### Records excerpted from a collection
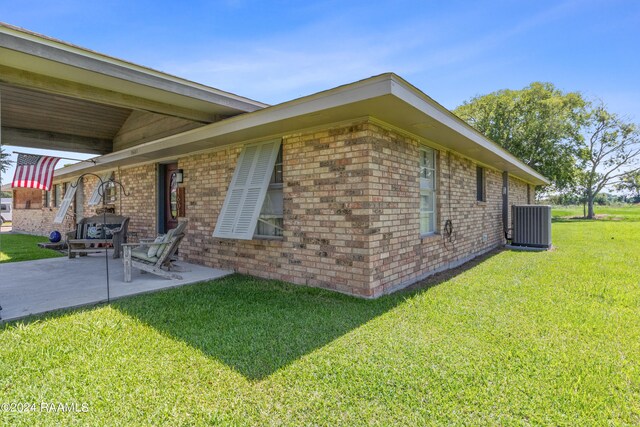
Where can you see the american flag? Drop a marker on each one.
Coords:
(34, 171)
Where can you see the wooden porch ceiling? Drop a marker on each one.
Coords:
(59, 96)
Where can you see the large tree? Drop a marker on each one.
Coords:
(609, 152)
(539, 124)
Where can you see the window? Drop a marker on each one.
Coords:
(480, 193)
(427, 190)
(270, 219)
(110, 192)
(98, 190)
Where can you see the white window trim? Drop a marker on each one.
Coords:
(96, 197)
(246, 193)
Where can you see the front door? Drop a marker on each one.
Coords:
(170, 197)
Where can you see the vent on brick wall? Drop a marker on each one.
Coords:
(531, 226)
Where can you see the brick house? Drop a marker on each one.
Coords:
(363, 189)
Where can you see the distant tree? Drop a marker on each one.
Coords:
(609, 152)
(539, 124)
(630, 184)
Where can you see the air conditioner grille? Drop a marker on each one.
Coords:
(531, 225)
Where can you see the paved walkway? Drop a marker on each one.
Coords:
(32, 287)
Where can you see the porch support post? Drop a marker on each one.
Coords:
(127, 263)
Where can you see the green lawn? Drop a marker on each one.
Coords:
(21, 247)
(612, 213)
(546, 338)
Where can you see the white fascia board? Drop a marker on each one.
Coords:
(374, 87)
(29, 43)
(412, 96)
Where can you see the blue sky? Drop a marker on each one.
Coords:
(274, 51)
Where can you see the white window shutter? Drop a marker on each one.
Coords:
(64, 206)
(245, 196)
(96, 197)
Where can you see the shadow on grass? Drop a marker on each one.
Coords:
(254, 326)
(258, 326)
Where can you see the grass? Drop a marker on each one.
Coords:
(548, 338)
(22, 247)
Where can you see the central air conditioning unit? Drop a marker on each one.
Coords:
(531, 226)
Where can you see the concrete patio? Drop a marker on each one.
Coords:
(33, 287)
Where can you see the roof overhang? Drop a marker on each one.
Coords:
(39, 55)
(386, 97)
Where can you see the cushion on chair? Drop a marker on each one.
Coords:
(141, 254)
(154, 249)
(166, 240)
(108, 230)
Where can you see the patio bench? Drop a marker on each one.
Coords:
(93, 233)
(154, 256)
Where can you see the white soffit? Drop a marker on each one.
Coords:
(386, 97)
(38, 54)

--

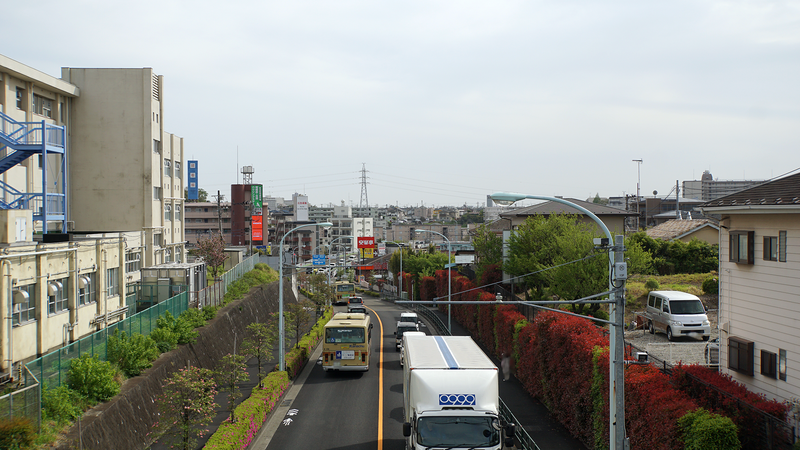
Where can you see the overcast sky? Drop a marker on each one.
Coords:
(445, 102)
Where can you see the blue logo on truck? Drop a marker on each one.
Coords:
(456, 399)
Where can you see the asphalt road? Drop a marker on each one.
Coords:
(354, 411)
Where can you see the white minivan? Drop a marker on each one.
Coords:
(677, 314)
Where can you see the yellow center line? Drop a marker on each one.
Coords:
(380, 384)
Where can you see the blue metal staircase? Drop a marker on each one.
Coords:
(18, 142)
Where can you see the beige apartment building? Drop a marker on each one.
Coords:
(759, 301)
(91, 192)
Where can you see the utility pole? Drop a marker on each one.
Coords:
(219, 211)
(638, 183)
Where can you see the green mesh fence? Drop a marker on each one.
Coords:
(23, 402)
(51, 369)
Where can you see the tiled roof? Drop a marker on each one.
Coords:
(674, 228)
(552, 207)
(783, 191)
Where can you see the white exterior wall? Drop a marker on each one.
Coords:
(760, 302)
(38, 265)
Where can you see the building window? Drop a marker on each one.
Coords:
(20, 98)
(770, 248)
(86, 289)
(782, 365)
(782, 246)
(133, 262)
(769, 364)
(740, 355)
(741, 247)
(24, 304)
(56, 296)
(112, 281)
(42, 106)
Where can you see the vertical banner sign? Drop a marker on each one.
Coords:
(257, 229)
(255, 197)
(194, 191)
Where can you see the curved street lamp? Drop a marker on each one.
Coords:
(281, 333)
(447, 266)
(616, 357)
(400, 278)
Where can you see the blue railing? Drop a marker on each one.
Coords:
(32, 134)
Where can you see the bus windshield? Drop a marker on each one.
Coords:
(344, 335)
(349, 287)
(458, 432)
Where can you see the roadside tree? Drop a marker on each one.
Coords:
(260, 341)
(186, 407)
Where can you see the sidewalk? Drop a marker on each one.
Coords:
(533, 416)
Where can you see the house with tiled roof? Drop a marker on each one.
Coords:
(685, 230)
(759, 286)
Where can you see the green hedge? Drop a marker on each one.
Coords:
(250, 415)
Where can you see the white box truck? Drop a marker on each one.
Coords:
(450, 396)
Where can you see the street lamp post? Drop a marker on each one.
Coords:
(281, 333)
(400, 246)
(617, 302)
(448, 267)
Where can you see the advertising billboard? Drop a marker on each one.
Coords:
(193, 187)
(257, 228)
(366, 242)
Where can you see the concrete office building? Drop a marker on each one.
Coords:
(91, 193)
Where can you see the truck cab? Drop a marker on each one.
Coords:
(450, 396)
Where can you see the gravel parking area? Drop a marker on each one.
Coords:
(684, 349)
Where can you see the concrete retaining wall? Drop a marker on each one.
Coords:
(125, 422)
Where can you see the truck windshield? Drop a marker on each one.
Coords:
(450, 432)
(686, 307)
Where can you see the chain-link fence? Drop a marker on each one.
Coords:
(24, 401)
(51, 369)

### Direction
Display every line of the data that contains the string "house".

### Written solution
Where can you see the brick house? Drop a marker on each one.
Where can you see the house with tiled roof? Drop a marker on each one.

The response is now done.